Given records
start

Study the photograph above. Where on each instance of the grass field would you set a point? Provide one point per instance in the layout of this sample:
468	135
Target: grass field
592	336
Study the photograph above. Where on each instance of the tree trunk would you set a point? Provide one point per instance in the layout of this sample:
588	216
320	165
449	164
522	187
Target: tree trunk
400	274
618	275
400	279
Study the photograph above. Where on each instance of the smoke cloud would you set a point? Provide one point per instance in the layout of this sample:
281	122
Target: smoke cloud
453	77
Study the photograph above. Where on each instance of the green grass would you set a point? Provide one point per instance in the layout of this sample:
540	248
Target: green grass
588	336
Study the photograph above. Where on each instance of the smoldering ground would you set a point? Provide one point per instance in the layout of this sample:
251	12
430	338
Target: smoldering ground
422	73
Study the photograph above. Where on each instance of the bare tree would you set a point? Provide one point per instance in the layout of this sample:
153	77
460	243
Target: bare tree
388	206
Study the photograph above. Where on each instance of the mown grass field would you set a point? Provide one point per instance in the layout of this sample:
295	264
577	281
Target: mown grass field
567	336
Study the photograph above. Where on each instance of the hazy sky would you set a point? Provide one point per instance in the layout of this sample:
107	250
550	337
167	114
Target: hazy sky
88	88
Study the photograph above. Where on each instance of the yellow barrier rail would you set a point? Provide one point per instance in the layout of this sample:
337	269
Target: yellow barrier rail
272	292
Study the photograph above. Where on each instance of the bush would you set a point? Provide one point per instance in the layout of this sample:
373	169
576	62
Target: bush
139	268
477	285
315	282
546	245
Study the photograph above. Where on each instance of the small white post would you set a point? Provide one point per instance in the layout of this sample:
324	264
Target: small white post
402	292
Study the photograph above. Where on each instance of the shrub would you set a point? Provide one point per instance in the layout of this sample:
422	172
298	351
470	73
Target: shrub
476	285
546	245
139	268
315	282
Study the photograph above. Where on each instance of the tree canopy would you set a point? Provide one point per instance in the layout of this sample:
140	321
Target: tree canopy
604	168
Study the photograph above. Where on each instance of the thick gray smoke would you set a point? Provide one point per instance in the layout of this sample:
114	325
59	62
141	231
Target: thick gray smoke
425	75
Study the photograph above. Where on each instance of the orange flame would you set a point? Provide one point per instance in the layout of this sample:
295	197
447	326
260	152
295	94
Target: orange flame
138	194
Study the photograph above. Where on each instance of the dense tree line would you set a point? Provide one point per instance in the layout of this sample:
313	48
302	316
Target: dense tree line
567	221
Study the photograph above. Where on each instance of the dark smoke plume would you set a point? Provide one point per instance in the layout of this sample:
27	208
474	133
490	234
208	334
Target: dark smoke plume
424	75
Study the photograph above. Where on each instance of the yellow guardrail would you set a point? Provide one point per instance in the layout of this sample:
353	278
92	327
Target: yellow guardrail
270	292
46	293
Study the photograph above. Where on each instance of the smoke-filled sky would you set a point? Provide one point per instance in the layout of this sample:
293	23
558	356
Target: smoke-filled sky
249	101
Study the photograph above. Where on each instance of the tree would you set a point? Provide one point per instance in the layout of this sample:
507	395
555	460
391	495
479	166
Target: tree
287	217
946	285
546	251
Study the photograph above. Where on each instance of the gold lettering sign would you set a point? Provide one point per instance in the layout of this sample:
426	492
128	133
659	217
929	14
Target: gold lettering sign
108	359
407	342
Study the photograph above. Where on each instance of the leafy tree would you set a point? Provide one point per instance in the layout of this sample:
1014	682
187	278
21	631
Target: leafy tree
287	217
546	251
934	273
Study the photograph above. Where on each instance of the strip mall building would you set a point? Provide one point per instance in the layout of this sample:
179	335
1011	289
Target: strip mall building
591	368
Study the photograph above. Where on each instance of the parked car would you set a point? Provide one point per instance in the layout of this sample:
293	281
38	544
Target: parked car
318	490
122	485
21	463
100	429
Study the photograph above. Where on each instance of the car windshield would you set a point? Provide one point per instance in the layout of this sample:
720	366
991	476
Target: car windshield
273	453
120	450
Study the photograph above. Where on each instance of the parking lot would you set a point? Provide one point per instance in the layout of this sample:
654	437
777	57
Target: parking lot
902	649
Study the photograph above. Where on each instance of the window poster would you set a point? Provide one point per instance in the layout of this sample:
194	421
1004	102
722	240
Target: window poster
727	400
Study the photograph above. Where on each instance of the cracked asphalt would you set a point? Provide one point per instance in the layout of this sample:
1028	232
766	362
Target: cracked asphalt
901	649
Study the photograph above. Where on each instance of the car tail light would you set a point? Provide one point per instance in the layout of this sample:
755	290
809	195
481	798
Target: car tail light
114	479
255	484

end

Exercise objective
Recopy all the lines exactly as they appear.

Answer to this task
Study the photograph above. Where on each instance of the grass field would you set a point? Provide one point per instance in the layout of this sample:
468	135
Target: grass field
592	336
Study the photograph above. Where on each instance of the tree trunk would you set a point? Provide one point per instance in the layout of this sample:
588	216
320	165
449	164
522	187
Target: tree trunk
400	274
618	275
400	279
Study the photograph above. Where on each instance of the smoke cloud would you set a point? Provide one point per instance in the layout of this sample:
281	122
Target: smoke cloud
453	77
Study the photograph above. Where on each instance of the green grass would you set a point? Provide one point per instance in the layout of this sample:
540	248
Target: green grass
588	336
Study the photograph above. Where on each instance of the smoldering ground would you set a point? Provide one point per instance in the layout of this sample:
251	12
430	338
Target: smoldering ground
422	73
Study the photograph above. Where on each instance of the bare tree would you set a point? Provide one point per instance in the layout of this sample:
153	77
460	243
Target: bare tree
388	206
Study the photograph above. Where on each instance of the mown grass field would you set a point? Provide one point per instance in the layout of this sample:
295	264
577	281
Target: mown grass field
567	336
Study the photograph above. Where on each instance of the hazy sky would you set a point? Provide one point per instance in the layout of this sample:
107	250
550	337
167	114
Target: hazy sky
88	88
Study the photograph above. Where on each instance of the yellow barrier rail would you set a point? Provide one point per instance in the layout of this sample:
337	269
Target: yellow barrier rail
272	292
Study the photograph above. Where on each instance of the bush would you set a point? Provide one point per instance in the layout of this sample:
373	169
576	62
Target: bush
139	268
477	285
315	282
546	245
Study the photograph above. Where on each instance of the small white post would you set a point? Provide one point per instance in the layout of this sample:
324	264
Target: small white post
402	292
Study the photograph above. Where on each instance of the shrub would you set a point? Provide one point per instance in the layout of this sample:
422	172
298	351
470	73
Target: shrub
476	285
546	245
139	268
315	282
Study the photograph above. Where on each instance of the tree canopy would you set a point? Provide one point per instance in the layout of this sample:
140	321
Target: tree canopy
604	168
Study the photograph above. Where on each instance of the thick gray smoke would you set a point? Provide one point per instance in the layout of this sample:
114	325
59	62
141	231
Target: thick gray smoke
425	75
Study the photograph above. Where on each instance of the orange flame would you set a point? Provide one point per instance in the layout of this sample:
295	197
447	326
260	152
295	94
Target: orange flame
138	194
Study the photograph above. Where on each instance of the dense tree line would you set a point? Provide one point per instance in the layout of this sample:
313	48
302	316
Target: dense tree line
567	221
Study the photograph above. Where on each instance of the dark smoke plume would you set a point? Provide one point per instance in the layout of this sample:
27	208
474	133
490	234
208	334
Target: dark smoke plume
424	75
Study the photograph above. Where on each instance of the yellow guardrail would you set a point? Provide one point per instance in the layout of this sample:
353	278
92	327
Target: yellow guardrail
270	292
46	293
Study the photograph above. Where on each instance of the smoke-filled sky would you set a point? Provide one point per instance in the layout of this sample:
293	23
558	356
Target: smoke-filled sky
249	101
Study the photograph above. Where on each instance of the tree would you set a point? Provide one point per instance in the layout of this sample:
507	395
555	460
391	495
479	166
Target: tree
287	217
946	285
546	251
Study the photograph above. Where on each instance of the gold lettering sign would you set a point? Provide one point per instance in the layout of this sample:
426	492
128	133
659	217
929	14
Target: gold lettering sign
108	359
407	342
Study the photograph above. Where on each instance of the leafy tree would you set a point? Provide one point per instance in the layout of this sample:
1014	682
187	278
21	631
Target: leafy tree
287	217
546	251
934	273
Study the photograph above. Where on each instance of the strip mall building would you set a point? Provide one point per instance in the layout of this sample:
179	335
1011	289
Target: strip mall building
591	368
Study the photograph above. Where on each instance of the parked car would you set a point? Provide one point per instance in the layout of this sample:
293	281
38	544
Target: parked car
318	490
122	485
21	463
100	429
Study the photograph above. Where on each instance of the car windshield would you set a point? Provide one point per instance in the layout of this sample:
720	366
991	476
Target: car windshield
273	453
120	450
Study the photograph above. Where on each instance of the parking lot would you set a point? Provide one point per instance in the layout of this sample:
654	437
777	57
Target: parking lot
902	649
Study the photograph above. Where on each instance of the window poster would you set a point? Provide one point per instance in the layout of this sample:
194	421
1004	102
722	240
Target: window poster
727	400
Study the photograph above. Where on each instance of the cracked asphalt would you set a point? Provide one point per instance in the layout of this sample:
1028	232
766	362
Target: cracked asphalt
901	649
Study the photograph above. Where on each instance of the car tail light would you set a point? Provide one point per instance in the layout of this sample:
755	290
809	195
481	798
Target: car tail light
114	479
255	484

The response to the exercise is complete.